## Listing

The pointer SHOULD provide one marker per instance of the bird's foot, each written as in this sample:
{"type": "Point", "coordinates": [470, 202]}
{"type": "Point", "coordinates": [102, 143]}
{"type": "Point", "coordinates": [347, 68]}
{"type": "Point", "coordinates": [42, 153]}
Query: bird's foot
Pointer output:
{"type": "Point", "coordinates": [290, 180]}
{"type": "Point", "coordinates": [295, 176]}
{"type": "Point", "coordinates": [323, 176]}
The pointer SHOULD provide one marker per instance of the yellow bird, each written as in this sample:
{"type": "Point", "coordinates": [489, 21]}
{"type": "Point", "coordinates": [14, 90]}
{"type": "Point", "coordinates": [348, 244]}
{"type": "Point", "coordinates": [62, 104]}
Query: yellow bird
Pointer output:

## What you will do
Write out each line of the data above again, exactly as given.

## Result of this task
The pointer SHOULD provide one marker per instance of the bird's foot, each written as in this sample:
{"type": "Point", "coordinates": [470, 202]}
{"type": "Point", "coordinates": [102, 143]}
{"type": "Point", "coordinates": [347, 68]}
{"type": "Point", "coordinates": [42, 153]}
Query: bird's foot
Pointer output:
{"type": "Point", "coordinates": [290, 180]}
{"type": "Point", "coordinates": [295, 176]}
{"type": "Point", "coordinates": [323, 176]}
The pointer SHOULD provide one marker per instance of the yellow bird, each written as in this sample:
{"type": "Point", "coordinates": [489, 21]}
{"type": "Point", "coordinates": [14, 90]}
{"type": "Point", "coordinates": [348, 244]}
{"type": "Point", "coordinates": [62, 104]}
Query: yellow bird
Pointer output:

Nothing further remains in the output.